* [SELECTED PASSAGE]:
_ _ _ _ _ _ _

Something clicked for me during this speech. While Obama itemized a platform to make “change” more specific, it did not seem nearly as important as the philosophy and intellect that he would bring to the office.

And then I realized why I considered his experience just perfect for the job… Obama is like the CEO you would want to run a company in a dynamic growth industry, and McCain is the kind of Board member you’d want in a mature, dying industry to curry favors from bureaucrats and other cronies of the past.

In the information age, the great new businesses are often run by young, intelligent people lacking any serious business experience– Apple, Microsoft, HP, Dell, Oracle, Google (Actually, they were run by CEOs in their teens or early 20s.)

So too with relatively "inexperienced" political leaders like Kennedy and Lincoln (regarded by many as our best President). In rapidly changing environments, experience is often more of an albatross than an asset. Wisdom and experience can be a facade for a rigid, dogmatic, and thus brittle process of decision-making. In the information age, we need a process that is fluid, adaptive and thereby robust.

_ _ _ _ _ _ _

* [EXCERPTED RECORDS]:

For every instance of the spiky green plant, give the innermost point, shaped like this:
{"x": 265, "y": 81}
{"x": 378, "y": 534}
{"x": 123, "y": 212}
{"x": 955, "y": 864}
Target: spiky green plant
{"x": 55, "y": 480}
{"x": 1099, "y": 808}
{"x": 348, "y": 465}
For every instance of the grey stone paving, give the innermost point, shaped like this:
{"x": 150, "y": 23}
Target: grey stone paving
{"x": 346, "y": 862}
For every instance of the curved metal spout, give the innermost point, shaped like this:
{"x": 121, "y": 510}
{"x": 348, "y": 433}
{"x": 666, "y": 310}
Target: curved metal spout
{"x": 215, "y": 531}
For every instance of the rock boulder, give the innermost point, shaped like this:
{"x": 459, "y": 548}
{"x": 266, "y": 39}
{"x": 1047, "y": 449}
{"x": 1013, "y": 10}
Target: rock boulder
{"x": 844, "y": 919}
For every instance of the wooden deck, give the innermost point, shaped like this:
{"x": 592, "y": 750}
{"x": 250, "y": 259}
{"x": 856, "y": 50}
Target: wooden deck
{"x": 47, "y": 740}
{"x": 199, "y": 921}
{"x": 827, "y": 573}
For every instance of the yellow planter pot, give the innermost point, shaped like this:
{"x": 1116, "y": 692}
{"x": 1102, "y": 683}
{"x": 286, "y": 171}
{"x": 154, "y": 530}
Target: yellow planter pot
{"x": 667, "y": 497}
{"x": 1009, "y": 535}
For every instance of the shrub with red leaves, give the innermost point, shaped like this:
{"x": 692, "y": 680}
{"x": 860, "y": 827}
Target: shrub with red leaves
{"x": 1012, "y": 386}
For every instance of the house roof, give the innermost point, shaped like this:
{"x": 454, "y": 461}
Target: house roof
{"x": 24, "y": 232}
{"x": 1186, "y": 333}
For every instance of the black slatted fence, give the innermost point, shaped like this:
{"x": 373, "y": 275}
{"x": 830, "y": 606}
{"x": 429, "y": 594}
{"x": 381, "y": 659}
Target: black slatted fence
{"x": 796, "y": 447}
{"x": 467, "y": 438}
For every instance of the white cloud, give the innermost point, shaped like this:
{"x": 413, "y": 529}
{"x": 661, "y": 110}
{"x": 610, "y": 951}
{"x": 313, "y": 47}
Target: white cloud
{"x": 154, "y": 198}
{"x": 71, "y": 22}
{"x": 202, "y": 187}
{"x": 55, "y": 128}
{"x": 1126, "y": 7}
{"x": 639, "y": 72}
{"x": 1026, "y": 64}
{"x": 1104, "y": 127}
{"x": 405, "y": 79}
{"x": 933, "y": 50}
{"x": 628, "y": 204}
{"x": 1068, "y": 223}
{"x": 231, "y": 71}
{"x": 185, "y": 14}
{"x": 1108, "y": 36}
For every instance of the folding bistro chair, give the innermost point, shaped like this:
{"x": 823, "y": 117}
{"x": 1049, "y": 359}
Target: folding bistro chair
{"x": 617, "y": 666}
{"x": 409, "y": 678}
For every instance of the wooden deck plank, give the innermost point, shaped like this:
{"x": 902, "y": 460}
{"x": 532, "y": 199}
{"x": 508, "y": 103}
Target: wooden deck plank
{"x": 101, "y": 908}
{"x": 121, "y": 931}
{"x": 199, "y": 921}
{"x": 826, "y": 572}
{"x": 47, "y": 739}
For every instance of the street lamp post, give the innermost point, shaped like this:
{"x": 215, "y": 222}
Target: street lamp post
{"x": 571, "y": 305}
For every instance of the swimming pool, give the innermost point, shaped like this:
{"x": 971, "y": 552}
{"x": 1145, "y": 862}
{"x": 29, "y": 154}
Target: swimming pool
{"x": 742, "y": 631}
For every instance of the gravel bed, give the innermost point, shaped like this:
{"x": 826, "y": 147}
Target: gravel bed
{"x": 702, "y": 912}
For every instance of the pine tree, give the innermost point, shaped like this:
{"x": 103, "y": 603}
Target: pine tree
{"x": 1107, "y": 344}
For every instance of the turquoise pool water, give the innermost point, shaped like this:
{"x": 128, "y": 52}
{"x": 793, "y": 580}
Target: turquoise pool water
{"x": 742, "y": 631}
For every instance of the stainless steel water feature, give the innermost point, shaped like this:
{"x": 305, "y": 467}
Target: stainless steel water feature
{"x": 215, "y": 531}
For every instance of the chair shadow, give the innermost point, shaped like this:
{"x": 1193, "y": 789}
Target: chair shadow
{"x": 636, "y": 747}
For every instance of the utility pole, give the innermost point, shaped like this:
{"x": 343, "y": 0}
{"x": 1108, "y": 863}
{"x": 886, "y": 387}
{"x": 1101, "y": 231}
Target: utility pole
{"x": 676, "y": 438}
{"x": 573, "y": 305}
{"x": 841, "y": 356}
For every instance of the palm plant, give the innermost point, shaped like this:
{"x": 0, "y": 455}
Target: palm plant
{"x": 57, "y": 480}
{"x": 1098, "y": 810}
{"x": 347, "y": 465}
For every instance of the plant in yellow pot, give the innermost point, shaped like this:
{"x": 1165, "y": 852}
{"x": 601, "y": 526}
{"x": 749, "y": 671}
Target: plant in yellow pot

_ _ _ _ _ _ _

* [SHORT TASK 1]: Pick out every line of the records that contains the word "feature", matching case exactly, and copy each one.
* [SHORT TASK 2]: Go on with the essay on Obama, McCain and experience, starting after its last sentence.
The text and the records come from separate sources.

* [EXPECTED ANSWER 1]:
For every instance of the stainless steel water feature, give the innermost point, shaped like this:
Target: stainless steel water feature

* [EXPECTED ANSWER 2]:
Laying out a plan is a fine exercise, but long-term business plans are increasingly irrelevant. Remember when Japanese corporations proclaimed 100 year plans... Silicon Valley execs just chuckled. In a static industry, plans and platforms are important. In the modern era, process is more important than platform, and you want a leader that can adapt and even capitalize on rare events that increasingly define our world (aka Black Swans).

Nobody voted for Bush – or Giulani in New York – because of their campaign promises about how they would deal with the 9/11 that had not happened yet.

So, I tend to ignore the platforms and promises for a future that is increasingly unpredictable. Like the CEOs that we invest in, their character is more important than a snapshot of current ideas. We look for an adaptive intelligence, an eager lifelong learner, a high energy level, impeccable integrity, and enough self-confidence to be humble.
Date Taken on 28 August 2008, 19:20
Source Spotlight on Obama (Commentary)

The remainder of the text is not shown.